Säumige Zahler verschlechtern die Situation des Hofes. Jo selbst zieht mit 18 weg aus Cappel. „Im Dorf schweigen alle, bis heute“, erzählt der Sohn. Der Hof wird 2001 - zwei Jahre nach Ankes Tod - an die Elbe Weser Werkstätten verkauft, Carsten bleibt Geschäftsführer. Frauke: „Er konnte fantastisch mit den Menschen mit Behinderung umgehen.“ 2005 heiratet er neu. Die neue Frau hat ebenfalls ihren Partner verloren. Die Kinder mögen die neue Frau.
Hat die Familie einen Verdacht, wer der Mörder ist?
Ob die Familie selbst einen Verdacht hat? „Damit muss man ganz vorsichtig sein, ganz vorsichtig“, sagt Frauke Osterndorff. „So einen Verdacht auszusprechen, das kann sehr viel Unglück bringen“, so ihr Mann Dieter. Einen Verdacht, den man nicht beweisen könne. Man könne trotzdem Leute suchen, die Schuhgröße 43 haben und Linkshänder sind. Und dann noch gucken, ob deren DNA vielleicht auf dem Bettzeug zu finden ist. Von Anke selbst habe die Polizei sich erst nach fünf Jahren Finderabdrücke besorgt. Die Familie hat noch eine Dokumentenmappe ihrer Tochter.
Hat Felix eventuell etwas gesehen? „Auf Aussagen von Kindern geben wir nichts“, habe die Polizei gesagt. Später soll der Junge gegenüber einem Kinderpsychologen in Cuxhaven aussagen. Nach Cuxhaven zur Polizei? Das will die Familie ihm ersparen. „Wenn Sie was wissen wollen, kommen Sie hier her.“ Dann wird er in Imsum befragt. Später mit 18 unter Hypnose. Neue Erkenntnisse bleiben dabei aber aus.
□ □ □
* _IHRE AUFGABEN_:
#1 Zitieren Sie aus dem Bericht über den Mord an Anke wörtlich die Passage von „Hat die Familie“ bis „Dokumentenmappe ihrer Tochter.“.
#2 Warum äußert sich die Familie im Bericht über den Mord an Anke nur sehr vorsichtig zu einem möglichen Verdacht? Antworten Sie in ein bis drei Sätzen.
#3 Setzen Sie den Bericht über den Mord an Anke im Anschluss an seinen letzten Satz fort.

* _DATENAUSZUG_:
□ □ □
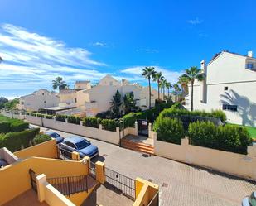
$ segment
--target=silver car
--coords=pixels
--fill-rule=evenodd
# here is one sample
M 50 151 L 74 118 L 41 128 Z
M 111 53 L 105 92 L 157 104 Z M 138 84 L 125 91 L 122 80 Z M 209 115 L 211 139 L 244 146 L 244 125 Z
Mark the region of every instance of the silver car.
M 256 206 L 256 191 L 243 199 L 242 206 Z

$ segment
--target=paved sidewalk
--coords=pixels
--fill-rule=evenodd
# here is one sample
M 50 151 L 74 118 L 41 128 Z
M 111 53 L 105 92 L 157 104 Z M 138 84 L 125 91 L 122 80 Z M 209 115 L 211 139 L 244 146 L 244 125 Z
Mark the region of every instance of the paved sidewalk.
M 64 137 L 70 135 L 57 132 Z M 88 139 L 99 150 L 99 156 L 93 160 L 104 161 L 107 167 L 131 178 L 159 184 L 160 205 L 239 206 L 244 196 L 256 190 L 252 181 Z

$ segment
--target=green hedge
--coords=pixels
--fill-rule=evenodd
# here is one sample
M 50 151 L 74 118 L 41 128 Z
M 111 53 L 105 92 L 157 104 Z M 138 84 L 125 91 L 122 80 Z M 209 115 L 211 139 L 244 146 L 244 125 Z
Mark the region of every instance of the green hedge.
M 191 123 L 189 137 L 192 145 L 241 154 L 247 154 L 247 146 L 252 143 L 245 128 L 234 125 L 218 127 L 210 122 Z
M 57 114 L 56 115 L 56 121 L 65 122 L 66 118 L 67 118 L 67 115 L 65 114 Z
M 46 134 L 38 134 L 36 136 L 36 137 L 33 139 L 34 145 L 38 145 L 42 142 L 47 141 L 51 140 L 51 137 L 49 135 Z
M 11 123 L 7 121 L 0 122 L 0 133 L 7 133 L 11 132 Z
M 25 130 L 19 132 L 9 132 L 0 136 L 0 148 L 7 147 L 11 151 L 19 151 L 22 145 L 26 148 L 30 146 L 31 141 L 40 129 Z
M 101 118 L 97 117 L 85 117 L 83 125 L 86 127 L 99 128 L 99 124 L 101 122 Z
M 68 116 L 68 122 L 72 124 L 80 124 L 81 117 L 76 116 Z
M 175 108 L 171 108 L 164 109 L 160 116 L 162 117 L 176 117 L 179 116 L 193 116 L 193 117 L 214 117 L 219 118 L 222 122 L 226 121 L 226 115 L 221 110 L 212 110 L 210 113 L 205 111 L 188 111 L 186 109 L 176 109 Z
M 119 123 L 117 121 L 114 121 L 113 119 L 103 119 L 101 121 L 102 127 L 104 130 L 109 130 L 109 131 L 116 131 L 116 127 L 119 127 Z
M 185 137 L 183 124 L 178 119 L 157 117 L 153 125 L 153 130 L 157 133 L 157 140 L 174 144 L 181 144 Z

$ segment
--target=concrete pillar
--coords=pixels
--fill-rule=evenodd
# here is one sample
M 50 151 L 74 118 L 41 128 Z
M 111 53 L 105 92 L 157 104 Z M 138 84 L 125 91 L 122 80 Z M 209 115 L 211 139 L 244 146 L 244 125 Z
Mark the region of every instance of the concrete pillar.
M 80 155 L 77 151 L 72 152 L 72 160 L 74 161 L 79 161 L 80 160 Z
M 138 136 L 138 122 L 135 121 L 135 136 Z
M 105 163 L 101 161 L 97 161 L 95 164 L 95 174 L 96 180 L 104 184 L 105 181 L 104 174 L 105 174 Z
M 36 185 L 37 185 L 37 196 L 39 202 L 45 200 L 45 184 L 47 181 L 45 174 L 41 174 L 36 176 Z

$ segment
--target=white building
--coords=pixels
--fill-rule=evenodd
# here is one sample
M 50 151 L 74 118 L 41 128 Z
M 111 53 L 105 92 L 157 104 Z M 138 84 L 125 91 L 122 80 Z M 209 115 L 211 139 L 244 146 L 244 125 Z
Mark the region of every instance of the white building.
M 256 59 L 248 55 L 222 51 L 206 65 L 201 61 L 206 74 L 203 82 L 195 82 L 194 109 L 221 109 L 232 123 L 256 127 Z M 191 109 L 191 87 L 186 97 L 186 107 Z
M 17 108 L 37 111 L 40 108 L 58 106 L 60 98 L 56 93 L 41 89 L 31 94 L 21 97 Z
M 146 109 L 149 105 L 148 88 L 138 84 L 129 84 L 127 80 L 118 81 L 110 75 L 104 77 L 98 85 L 89 89 L 76 92 L 77 107 L 85 110 L 86 116 L 95 116 L 97 113 L 105 112 L 110 108 L 113 96 L 118 90 L 123 97 L 126 93 L 133 92 L 137 106 Z M 157 92 L 152 89 L 152 106 L 155 104 Z

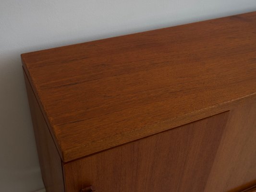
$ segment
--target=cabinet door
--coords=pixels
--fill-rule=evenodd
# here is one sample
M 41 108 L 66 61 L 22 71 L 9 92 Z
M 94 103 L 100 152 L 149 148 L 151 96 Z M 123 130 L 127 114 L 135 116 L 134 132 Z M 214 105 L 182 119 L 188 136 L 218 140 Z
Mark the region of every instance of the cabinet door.
M 202 192 L 229 113 L 65 164 L 66 192 Z

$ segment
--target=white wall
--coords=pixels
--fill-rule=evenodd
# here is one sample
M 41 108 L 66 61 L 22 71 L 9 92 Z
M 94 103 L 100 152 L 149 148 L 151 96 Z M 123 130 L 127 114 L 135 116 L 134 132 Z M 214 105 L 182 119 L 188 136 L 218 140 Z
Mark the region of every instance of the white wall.
M 0 191 L 43 188 L 21 53 L 253 11 L 256 0 L 0 0 Z

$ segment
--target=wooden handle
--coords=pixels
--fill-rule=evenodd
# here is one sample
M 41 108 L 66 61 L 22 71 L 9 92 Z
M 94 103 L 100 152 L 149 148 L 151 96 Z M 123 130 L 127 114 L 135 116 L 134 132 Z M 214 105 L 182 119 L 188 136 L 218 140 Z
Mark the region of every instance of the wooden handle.
M 91 185 L 90 186 L 86 187 L 83 189 L 81 190 L 81 192 L 95 192 L 96 191 L 95 188 L 92 185 Z

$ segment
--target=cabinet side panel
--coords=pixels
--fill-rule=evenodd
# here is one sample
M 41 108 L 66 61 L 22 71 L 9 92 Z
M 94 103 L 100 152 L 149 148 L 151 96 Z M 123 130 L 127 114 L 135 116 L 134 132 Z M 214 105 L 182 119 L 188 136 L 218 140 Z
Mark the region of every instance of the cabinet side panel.
M 203 192 L 229 112 L 64 165 L 66 192 Z
M 62 162 L 40 107 L 24 72 L 43 180 L 47 192 L 64 192 Z
M 231 111 L 206 191 L 240 192 L 256 184 L 256 102 Z

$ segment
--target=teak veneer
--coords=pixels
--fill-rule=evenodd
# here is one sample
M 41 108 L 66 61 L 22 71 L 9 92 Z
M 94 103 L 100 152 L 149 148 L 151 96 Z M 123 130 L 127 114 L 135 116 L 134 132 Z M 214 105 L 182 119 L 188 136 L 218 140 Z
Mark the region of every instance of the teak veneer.
M 254 191 L 256 53 L 253 12 L 22 54 L 47 192 Z

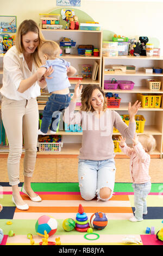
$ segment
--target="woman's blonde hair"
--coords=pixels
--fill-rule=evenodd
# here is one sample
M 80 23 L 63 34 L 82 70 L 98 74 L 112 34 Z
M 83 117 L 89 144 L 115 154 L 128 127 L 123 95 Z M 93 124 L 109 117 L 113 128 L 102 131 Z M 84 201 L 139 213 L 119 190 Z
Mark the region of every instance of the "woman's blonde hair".
M 150 154 L 155 149 L 156 141 L 152 135 L 142 134 L 138 136 L 138 139 L 147 153 Z
M 60 48 L 57 42 L 52 40 L 45 41 L 39 48 L 39 52 L 47 54 L 48 58 L 55 59 L 59 57 L 60 54 Z
M 84 89 L 82 93 L 82 106 L 80 107 L 80 110 L 82 111 L 91 111 L 91 112 L 93 112 L 95 111 L 94 108 L 91 105 L 90 101 L 92 93 L 94 90 L 96 90 L 96 89 L 98 89 L 104 97 L 104 101 L 103 110 L 104 111 L 107 108 L 107 101 L 104 92 L 102 90 L 99 86 L 97 84 L 89 84 Z
M 20 53 L 23 53 L 24 49 L 22 41 L 22 36 L 29 32 L 35 33 L 39 36 L 39 45 L 32 55 L 35 64 L 37 67 L 39 67 L 41 63 L 39 56 L 38 50 L 40 45 L 45 41 L 45 39 L 39 27 L 35 21 L 32 20 L 25 20 L 20 24 L 16 35 L 15 45 Z

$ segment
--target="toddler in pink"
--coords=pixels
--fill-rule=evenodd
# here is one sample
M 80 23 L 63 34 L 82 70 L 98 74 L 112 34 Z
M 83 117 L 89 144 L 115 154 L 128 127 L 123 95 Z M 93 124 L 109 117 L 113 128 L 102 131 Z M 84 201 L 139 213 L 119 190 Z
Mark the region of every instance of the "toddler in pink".
M 130 157 L 130 172 L 134 192 L 135 216 L 131 222 L 141 221 L 143 215 L 147 214 L 146 197 L 151 188 L 149 175 L 149 154 L 154 150 L 156 141 L 152 135 L 135 134 L 131 148 L 127 145 L 126 139 L 120 137 L 120 148 Z

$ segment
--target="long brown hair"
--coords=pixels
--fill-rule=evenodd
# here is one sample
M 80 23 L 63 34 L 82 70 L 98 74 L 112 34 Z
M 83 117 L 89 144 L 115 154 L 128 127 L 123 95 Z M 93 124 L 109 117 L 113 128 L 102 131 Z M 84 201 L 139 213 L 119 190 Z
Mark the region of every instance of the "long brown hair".
M 23 35 L 26 35 L 29 32 L 35 33 L 39 35 L 39 45 L 32 55 L 35 65 L 39 67 L 41 63 L 38 54 L 38 50 L 42 42 L 45 41 L 45 39 L 39 27 L 34 21 L 32 20 L 25 20 L 20 24 L 16 35 L 15 45 L 20 53 L 23 53 L 24 50 L 22 42 L 22 38 Z
M 82 93 L 81 101 L 82 105 L 80 107 L 82 111 L 91 111 L 91 112 L 95 111 L 94 108 L 93 108 L 91 105 L 90 101 L 92 93 L 96 89 L 98 89 L 103 95 L 104 101 L 103 110 L 104 111 L 107 108 L 106 99 L 104 92 L 97 84 L 89 84 L 84 89 Z

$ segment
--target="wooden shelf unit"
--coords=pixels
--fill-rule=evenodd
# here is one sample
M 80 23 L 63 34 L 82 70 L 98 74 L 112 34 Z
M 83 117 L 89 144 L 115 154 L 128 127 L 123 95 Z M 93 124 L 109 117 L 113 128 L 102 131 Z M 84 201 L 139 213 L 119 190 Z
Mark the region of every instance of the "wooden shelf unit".
M 116 70 L 115 73 L 113 74 L 105 72 L 105 69 L 111 68 L 113 65 L 134 65 L 136 67 L 136 72 L 135 74 L 128 74 L 122 71 L 116 72 Z M 159 67 L 162 69 L 163 57 L 148 57 L 147 56 L 103 57 L 102 88 L 105 93 L 118 93 L 121 98 L 120 107 L 110 108 L 110 109 L 116 110 L 121 114 L 127 114 L 128 102 L 130 101 L 133 103 L 137 99 L 137 93 L 163 95 L 163 74 L 146 74 L 143 70 L 143 68 L 149 67 Z M 112 78 L 117 81 L 132 81 L 135 83 L 134 87 L 131 90 L 122 90 L 118 88 L 116 90 L 105 89 L 104 87 L 104 81 L 111 81 Z M 149 78 L 157 78 L 161 81 L 162 85 L 160 90 L 150 90 L 147 87 L 146 81 L 146 79 Z M 163 154 L 163 99 L 161 100 L 159 108 L 141 107 L 137 114 L 143 115 L 146 120 L 143 133 L 153 135 L 156 141 L 156 148 L 152 154 L 159 155 L 161 158 Z M 118 135 L 119 133 L 113 134 Z M 122 153 L 116 154 L 121 154 Z

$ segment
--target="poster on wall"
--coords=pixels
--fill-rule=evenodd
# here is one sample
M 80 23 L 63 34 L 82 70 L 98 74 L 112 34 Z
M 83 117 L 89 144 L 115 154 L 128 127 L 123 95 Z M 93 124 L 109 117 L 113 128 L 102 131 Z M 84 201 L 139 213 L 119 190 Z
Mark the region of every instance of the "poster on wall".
□ □ □
* _ERWARTETE ANTWORTEN_:
#1
Hat die Familie einen Verdacht, wer der Mörder ist?
Ob die Familie selbst einen Verdacht hat? „Damit muss man ganz vorsichtig sein, ganz vorsichtig“, sagt Frauke Osterndorff. „So einen Verdacht auszusprechen, das kann sehr viel Unglück bringen“, so ihr Mann Dieter. Einen Verdacht, den man nicht beweisen könne. Man könne trotzdem Leute suchen, die Schuhgröße 43 haben und Linkshänder sind. Und dann noch gucken, ob deren DNA vielleicht auf dem Bettzeug zu finden ist. Von Anke selbst habe die Polizei sich erst nach fünf Jahren Finderabdrücke besorgt. Die Familie hat noch eine Dokumentenmappe ihrer Tochter.

#2 Dieter Osterndorff sagt, dass das Aussprechen eines solchen Verdachts sehr viel Unglück bringen kann. Außerdem ließe sich der Verdacht nicht beweisen.

#3
Das jüngste der Kinder berichtet von einer Fahrradspur, die vom Hof führte. Und eben, dass er vom Schreien der Mama aufgewacht sei. Geht man an der geöffneten Kinderzimmertür in Richtung Elternschlafzimmer vorbei, erkennt man trotzdem nicht, dass dort im Hochbett ein Kind liegt, erklärt Ankes Sohn Jo. Felix Wohlers fühlt sich vor allem von der Polizei unter Druck gesetzt, er müsse doch etwas gesehen haben. „Ich sollte meinen Vater belasten.“ Auch im Dorf wird er schief angeguckt, beim Einkaufen geht man der Familie aus dem Weg. Wenn Polizisten kommen, „bin ich schon mal über den Acker abgehauen“. Mit Kuscheltieren und Süßigkeiten will man ihn „bestechen“.
Hat sich Carsten Wohlers erleichtern wollen?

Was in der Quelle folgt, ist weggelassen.